[START OF Supplied passage]

Recommitting To Financial Aid and the BC Experience
The distance separating Rahway, N.J., and Boston College might as well have stretched to the moon.
For Gabby Aquino, both seemed equally out of reach. Aquino, the daughter of Filipino immigrants, was an honors student and two-sport athlete born and raised in suburban New Jersey. She had been accepted to BC and aspired to become a physician but understood her parents couldn’t afford the tuition, no matter how much they scrimped and saved.
“I knew the only hope I had of attending BC was to see what I received for financial aid,” says Aquino. “It was a waiting game for me, for my family.”
The Way Forward
Gabby’s story is the rule, not the exception. Today, seven in 10 BC undergraduates receive some form of financial assistance—and most could not attend without these critical funds.
To date, more than 23,000 members of the BC family have supported this most pressing of Light the World campaign priorities, which remains resolutely tied to the University’s Jesuit, Catholic ideals.

[END OF Supplied passage]
[START OF Data extract]

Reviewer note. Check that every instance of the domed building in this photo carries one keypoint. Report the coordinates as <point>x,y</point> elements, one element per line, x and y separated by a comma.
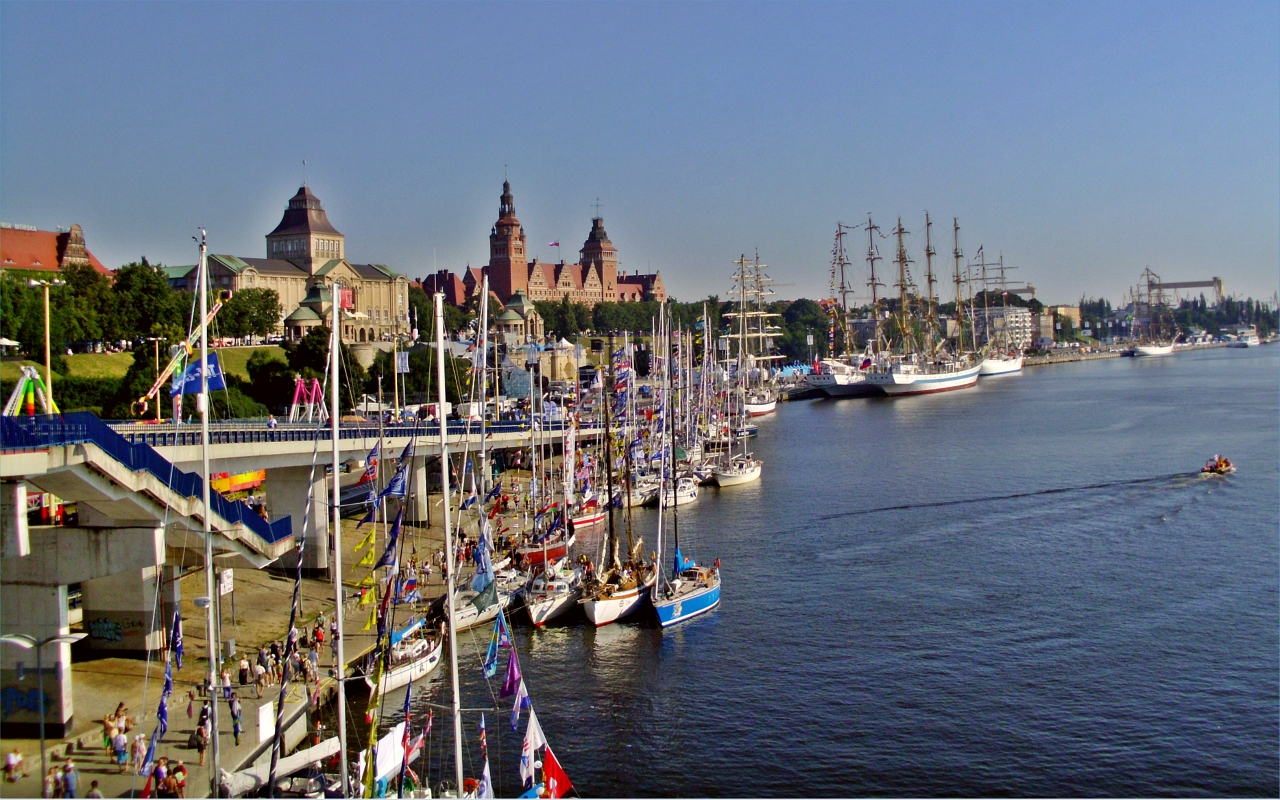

[END OF Data extract]

• [What is expected]:
In the passage on financial aid at Boston College, why did Gabby Aquino say her only hope of attending BC was her financial aid award? Answer in one to three sentences.

• [Expected output]:
Although she had been accepted to BC, she understood that her parents couldn't afford the tuition, no matter how much they scrimped and saved. Only financial aid could close that gap.